TEXTO EXTRAÍDO -
O Banco Central deve reduzir mais uma vez a taxa básica de juros (Selic) – hoje na mínima histórica de 4,25% – em mais uma medida para conter os impactos do coronavírus na economia. O Comitê de Política Monetária (Copom) anuncia a decisão nesta quarta-feira (18).
A expectativa de corte é consenso entre os agentes do mercado financeiro, que também esperam um BC mais atuante nos próximos meses. A divergência é apenas o tamanho da redução esperada.
O mercado intensificou as apostas em um corte na Selic após o Federal Reserve (Fed) reduzir os juros nos Estados Unidos no último domingo de maneira extraordinária, da faixa de 1% a 1,25% para a faixa de zero a 0,25% ao ano. A decisão do BC norte-americano foi uma reação aos efeitos do coronavírus na economia global.
A mesma preocupação deve guiar a autoridade monetária brasileira. Segundo o projeções Broadcast, do Grupo Estado, de 26 instituições, 16 estimam corte de 0,5 ponto porcentual na Selic, para 3,75% ao ano.
Para cinco casas, o corte será de 1 ponto porcentual e duas casas apostam em 0,75 pp. Três instituições projetam uma diminuição de apenas 0,25 pp e nenhuma casa espera manutenção da Selic nos atuais 4,25%.
O ciclo de cortes da Selic começou em julho de 2019 — até então a taxa estava em 6,5%. Nas reuniões seguintes, o Copom reduziu a taxa até chegar a 4,25% em fevereiro deste ano.
À época, o BC sinalizou que a sequência de diminuições havia chegado ao fim. Mas, no início deste mês, a autarquia voltou a indicar que uma nova redução era possível, após o Fed fazer o primeiro corte fora da agenda no ano.

DADOS -
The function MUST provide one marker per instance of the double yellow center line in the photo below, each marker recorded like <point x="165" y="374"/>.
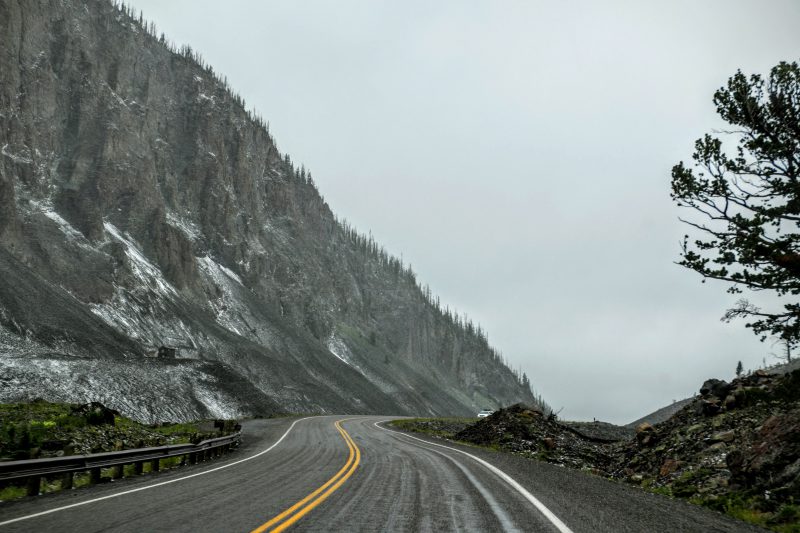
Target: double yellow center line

PEDIDO ESCRITO A - Repita, sem alterações, o trecho do texto sobre a Selic que vai de "A mesma preocupação" até "agenda no ano.".
PEDIDO ESCRITO B - Dê continuidade ao texto sobre a Selic a partir do ponto em que ele termina.
O material acima tem origem em outra fonte.

RESPOSTA A -
A mesma preocupação deve guiar a autoridade monetária brasileira. Segundo o projeções Broadcast, do Grupo Estado, de 26 instituições, 16 estimam corte de 0,5 ponto porcentual na Selic, para 3,75% ao ano.
Para cinco casas, o corte será de 1 ponto porcentual e duas casas apostam em 0,75 pp. Três instituições projetam uma diminuição de apenas 0,25 pp e nenhuma casa espera manutenção da Selic nos atuais 4,25%.
O ciclo de cortes da Selic começou em julho de 2019 — até então a taxa estava em 6,5%. Nas reuniões seguintes, o Copom reduziu a taxa até chegar a 4,25% em fevereiro deste ano.
À época, o BC sinalizou que a sequência de diminuições havia chegado ao fim. Mas, no início deste mês, a autarquia voltou a indicar que uma nova redução era possível, após o Fed fazer o primeiro corte fora da agenda no ano.

RESPOSTA B -
Ao atualizar a projeção para uma Selic de 3,25% ao ano, como a maioria das instituições, o banco suíço UBS argumentou que a perspectiva econômica piorou desde a semana passada.
Países em todo mundo anunciaram medidas de distanciamento social e a China divulgou os primeiros números da economia já impactada pelo coronavírus.
O sócio-fundador da gestora Perservera, Guilherme Abbud, diz que a redução da Selic deveria ser ainda mais drástica. A projeção é de uma redução de 1,5 ponto percentual – ou seja, para o especialista a Selic deveria cair a 2,75% hoje.
“Não dá para se contentar com o que o mercado já precificou. O BC tem que tomar a dianteira do processo e pautar o mercado, não o contrário.” – Guilherme Abbud, Persevera Asset Management
Para o gestor, o mercado não deve ter uma reação imediata pessimista com um corte grande de juros, como aconteceu nos EUA. “No caso do Fed, a impressão que se passou foi de havia um problema maior no crédito do que o mercado enxerga hoje.”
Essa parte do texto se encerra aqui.